_Parts of the exercise:_
[a] List every city the seniors housing investment passage names as a low-barrier-to-entry market.
[b] Carry on with the passage on seniors housing investment from the point where it stops.

For the past several quarters, there has been a distinct hurry up and wait mentality among many seniors housing investors. We saw this partially reflected in 2018’s total transaction volume of $13.6 billion, which was a five-year low for the sector. The dip in transaction volume was partially due to a dearth of large-scale portfolio deals but can also be attributed to a growing number of investors waiting to “buy the dip.”
These investors are waiting for deeply distressed situations – typically recently built assets that are not leasing up at the expected pace and are not hitting budgeted revenue projections. Opportunistic investors theorize that there will be a wave of these assets hitting the market and that they will be able to pick up properties at deep discounts relative to replacement cost.
It is true that 2017 and 2018 saw cyclical highs in seniors housing construction starts, leading to market saturation in many areas. This is especially prevalent in low-barrier-to-entry markets such as Atlanta, Dallas and Houston. As a result, 2018 ended with 88 percent occupancy nationally, down 70 basis points from a year ago and 220 basis points lower than the most recent peak of 90.2 percent in the fourth quarter of 2014. And as occupancy levels declined, operations were negatively impacted by labor cost increases due to the tight national job market and minimum wage increases mandated by some cities and states.
Those challenges have led to large amounts of capital being raised with relatively high “value-add” or “opportunistic” return thresholds. While such opportunities do surface even in the healthiest of markets due to the intensive operating nature of seniors housing, we have yet to see a wholesale decline in valuations and the dumping of assets at deeply distressed prices.
It may be that the deep distress many have been expecting is simply not going to occur in this cycle, and that opportunistic investors seeking to buy in a market trough could soon find it in the rear view mirror. Several factors support this view.
Supply and Demand Rebalances
First construction is tapering off. Activity in the fourth quarter of 2018 was down 5 percent quarter-over-quarter with 37,355 units under construction. In total, construction represented 6 percent of existing inventory, down 40 basis points from the prior quarter.

_Entries supplied:_
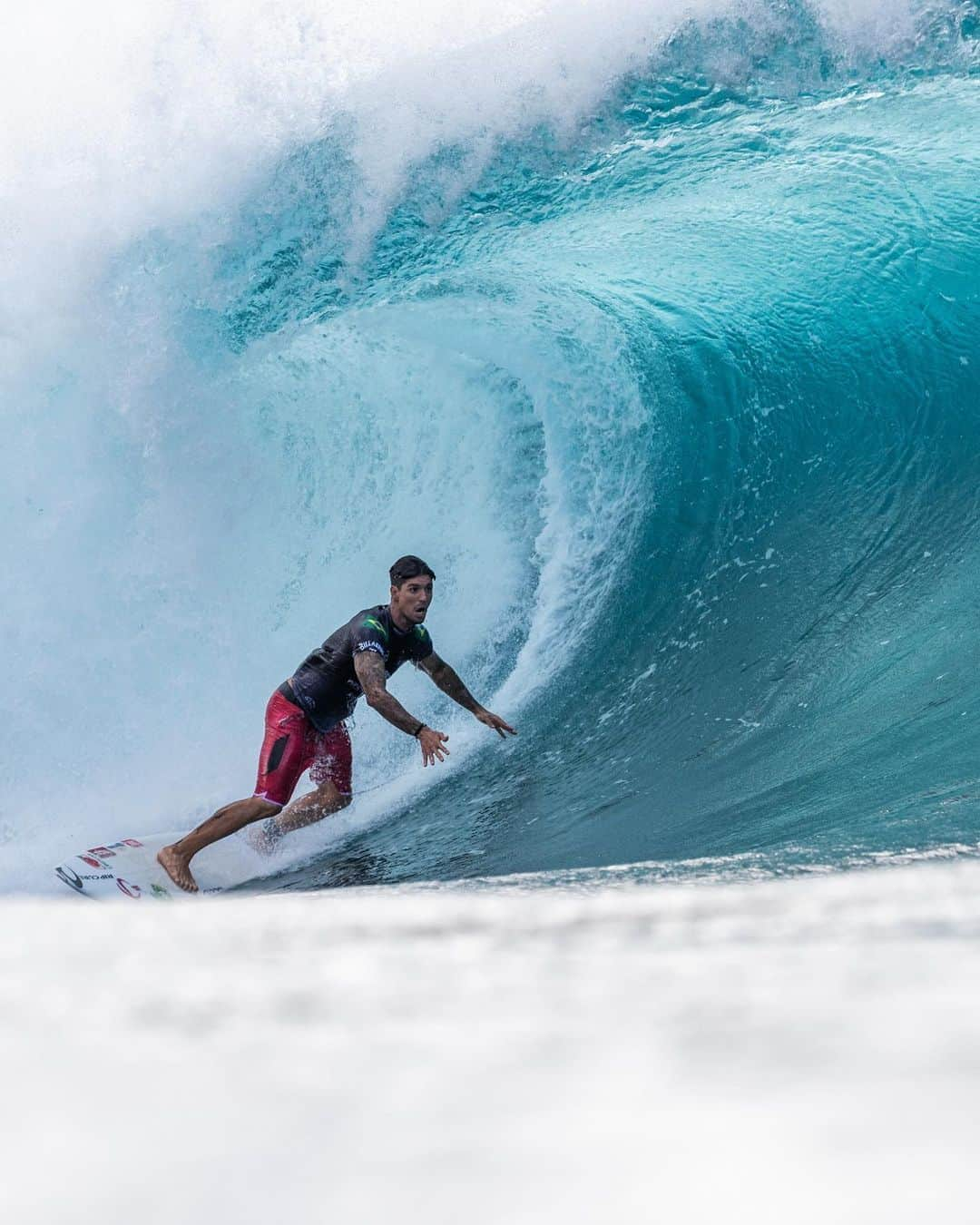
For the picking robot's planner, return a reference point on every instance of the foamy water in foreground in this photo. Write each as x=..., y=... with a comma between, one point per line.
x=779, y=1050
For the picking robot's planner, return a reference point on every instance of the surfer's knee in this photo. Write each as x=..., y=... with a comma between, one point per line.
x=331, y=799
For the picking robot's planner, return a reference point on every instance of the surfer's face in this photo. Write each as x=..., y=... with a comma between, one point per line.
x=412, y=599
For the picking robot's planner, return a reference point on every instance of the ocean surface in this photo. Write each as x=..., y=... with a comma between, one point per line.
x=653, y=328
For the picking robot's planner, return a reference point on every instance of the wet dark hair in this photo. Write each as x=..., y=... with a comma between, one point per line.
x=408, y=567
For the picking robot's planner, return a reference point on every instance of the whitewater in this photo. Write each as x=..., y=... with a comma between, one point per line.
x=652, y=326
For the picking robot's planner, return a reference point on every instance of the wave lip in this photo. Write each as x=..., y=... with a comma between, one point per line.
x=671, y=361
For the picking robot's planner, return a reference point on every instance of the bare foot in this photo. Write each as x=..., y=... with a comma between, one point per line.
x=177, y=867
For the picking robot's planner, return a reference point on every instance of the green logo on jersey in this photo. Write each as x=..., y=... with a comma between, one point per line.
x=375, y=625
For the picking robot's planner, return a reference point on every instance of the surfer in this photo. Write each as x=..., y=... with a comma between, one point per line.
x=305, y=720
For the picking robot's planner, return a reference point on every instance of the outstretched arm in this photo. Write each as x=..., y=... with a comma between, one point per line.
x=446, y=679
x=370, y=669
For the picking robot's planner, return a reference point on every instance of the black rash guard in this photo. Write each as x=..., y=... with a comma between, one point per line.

_Answer list:_
[a] Atlanta, Dallas, Houston

[b]
Second, even with the inventory growth, the fourth quarter still registered the highest increase in the number of occupied units during a single quarter since 2006. The number of occupied units increased by 5,149, which represented a quarterly absorption of 1 percent. Annual absorption was 2.6 percent, up 10 basis points from the prior quarter’s pace. And with every quarter, we grow closer to 2021 when the first wave of boomers hit 75 and the growth in demand for seniors housing begins to spike.
Another factor is that equity and lenders also seem to be taking a patient wait-and-see attitude, and are not forcing assets with subpar performance to be dumped. The Federal Reserve Bank’s data indicates that commercial real estate loan delinquencies nationally are at a low 0.6 percent, and this low overall rate gives lenders more room to be patient and flexible with the problem loans they do have.
Lastly, cap rates and investor expectations for cap rates are holding steady. According to JLL’s 2019 Seniors Housing Investor Sentiment Spring Survey, seniors housing sector cap rates have held steady and rates were generally consistent from the summer 2018 survey.
Looking forward, there is no certainty that there will be a significant wave of distressed seniors housing assets. Instead, the current market fundamentals will present buyers with opportunities to buy assets at prices that are attractive, but not deeply distressed.
Our advice to investors is to look hard at the opportunities in the market now, and not remain sidelined waiting for deeply distressed opportunities that may never materialize.
Charles Bissell is a Managing Director with JLL Capital Markets.